Would you please output the data exactly, omitting no line?

Records excerpted from a collection:
Start of Block

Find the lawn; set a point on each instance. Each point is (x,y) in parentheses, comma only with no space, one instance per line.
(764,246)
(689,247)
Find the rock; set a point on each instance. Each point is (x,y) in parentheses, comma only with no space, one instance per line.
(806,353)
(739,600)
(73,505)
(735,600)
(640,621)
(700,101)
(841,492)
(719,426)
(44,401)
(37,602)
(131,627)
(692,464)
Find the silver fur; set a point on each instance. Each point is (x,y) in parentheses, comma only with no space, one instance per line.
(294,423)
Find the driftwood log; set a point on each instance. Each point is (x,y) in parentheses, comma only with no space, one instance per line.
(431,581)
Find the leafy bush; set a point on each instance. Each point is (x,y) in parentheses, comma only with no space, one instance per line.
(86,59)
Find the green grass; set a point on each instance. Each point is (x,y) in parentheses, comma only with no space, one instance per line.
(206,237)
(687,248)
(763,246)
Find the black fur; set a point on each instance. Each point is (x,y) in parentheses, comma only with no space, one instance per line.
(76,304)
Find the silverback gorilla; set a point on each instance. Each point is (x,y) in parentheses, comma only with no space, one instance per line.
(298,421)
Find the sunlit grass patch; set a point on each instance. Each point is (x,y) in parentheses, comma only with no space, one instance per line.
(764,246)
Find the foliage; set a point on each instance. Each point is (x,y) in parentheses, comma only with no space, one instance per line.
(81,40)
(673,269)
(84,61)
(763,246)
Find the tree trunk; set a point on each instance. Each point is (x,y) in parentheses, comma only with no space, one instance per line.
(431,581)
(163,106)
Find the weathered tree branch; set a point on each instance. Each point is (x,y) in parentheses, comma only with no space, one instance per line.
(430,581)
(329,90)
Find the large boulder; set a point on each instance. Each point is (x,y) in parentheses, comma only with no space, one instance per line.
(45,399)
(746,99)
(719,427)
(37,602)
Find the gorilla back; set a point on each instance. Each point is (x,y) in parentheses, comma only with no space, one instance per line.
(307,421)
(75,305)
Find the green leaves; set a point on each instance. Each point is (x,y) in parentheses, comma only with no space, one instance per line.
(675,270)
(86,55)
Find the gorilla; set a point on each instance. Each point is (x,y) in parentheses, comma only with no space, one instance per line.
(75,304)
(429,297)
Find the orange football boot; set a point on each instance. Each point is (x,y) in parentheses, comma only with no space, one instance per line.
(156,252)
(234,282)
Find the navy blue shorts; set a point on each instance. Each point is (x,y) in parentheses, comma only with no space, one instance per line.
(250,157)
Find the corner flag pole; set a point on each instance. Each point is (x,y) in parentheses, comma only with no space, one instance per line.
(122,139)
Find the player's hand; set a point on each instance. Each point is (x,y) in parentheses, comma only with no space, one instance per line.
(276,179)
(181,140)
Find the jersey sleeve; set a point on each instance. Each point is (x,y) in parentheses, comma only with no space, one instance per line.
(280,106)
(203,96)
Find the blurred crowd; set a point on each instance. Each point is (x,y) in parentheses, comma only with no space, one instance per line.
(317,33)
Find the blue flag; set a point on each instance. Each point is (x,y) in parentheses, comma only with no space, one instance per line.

End of Block

_Solved problem_
Find the lawn; set a point on each instance. Each point is (x,y) in parentheses, comma only with no space, one instance per line.
(764,246)
(689,247)
Find the rock; set a point on each instance. Each point is (x,y) in parentheses, comma only with no space, one instance per line.
(806,353)
(739,600)
(73,505)
(735,600)
(640,621)
(700,101)
(841,492)
(719,426)
(44,401)
(37,602)
(131,627)
(692,464)
Find the silver fur; set a point on each instance. Each point is (x,y) in parentheses, comma only with no space, one instance per line.
(294,423)
Find the driftwood log; set a point on each instance. Each point is (x,y) in parentheses, comma only with no space, one instance per line.
(431,581)
Find the leafy bush; set a point on each instance. Each point is (x,y) in parentheses, comma only with no space, one instance per line.
(86,59)
Find the green grass; set a point on each instance. Each point is (x,y) in parentheses, comma only with no space, one instance per line.
(206,237)
(687,248)
(763,246)
Find the black fur; set a point on each instance. Each point is (x,y) in parentheses, comma only with no space, one instance per line.
(76,304)
Find the silverback gorilla; set a point on each instance. Each point is (x,y) in parentheses, comma only with no space, one instance per line.
(298,421)
Find the sunlit grass patch; set a point on each instance. Each point is (x,y) in parentheses, comma only with no space, one instance per line.
(764,246)
Find the foliage; set a point on each instance. Each point is (x,y) in parentheses, comma only with no space, one instance per line.
(81,40)
(673,269)
(84,61)
(763,246)
Find the tree trunk; set a point on each instance. Each point is (x,y) in parentheses, comma only with no space, one instance per line.
(431,581)
(163,106)
Find the weathered tree branch; set a point on each instance. Each point is (x,y) in parentheses, comma only with no space, one instance per line.
(430,581)
(329,90)
Find the large boulder; set a point on each instance. Each point is (x,y) in parentheses, comma only with no space, one instance per line.
(45,399)
(746,99)
(719,427)
(37,602)
Find the gorilla back; set a point on each instance. Each point is (x,y) in parentheses, comma only with no space, one instance per line.
(307,421)
(75,305)
Find the green leaves; set a point on each instance. Each point is (x,y) in parentheses, comma only with no space, one instance per line.
(675,270)
(86,55)
Find the gorilla; set a point on each instance. Each point is (x,y) in parentheses, comma only with no space, one instance per line.
(75,304)
(429,297)
Find the orange football boot; set a point on each instance. Each point is (x,y) in parentheses, comma only with no space, one instance per line.
(156,252)
(234,282)
Find the navy blue shorts; set a point on each instance. Each point is (x,y) in parentheses, comma only with no space, one instance per line.
(250,157)
Find the corner flag pole; set a point on each instance. Each point is (x,y) in parentheses, comma only with no space, one instance per line.
(122,139)
Find the player's hand; set a point on each instance. Each point is (x,y) in parentheses, comma only with no space, one instance per line.
(276,179)
(181,140)
Find the jersey sleeve; set a point on each instance. Each point is (x,y) in parentheses, comma only with no space, one instance per line.
(280,106)
(203,96)
Find the blurred crowd; set a point on each instance. Each point is (x,y) in parentheses, comma only with no space, one instance per line.
(317,33)
Find the blue flag; set a point on each instance. Each point is (x,y) in parentheses, comma only with no space, one instance per line.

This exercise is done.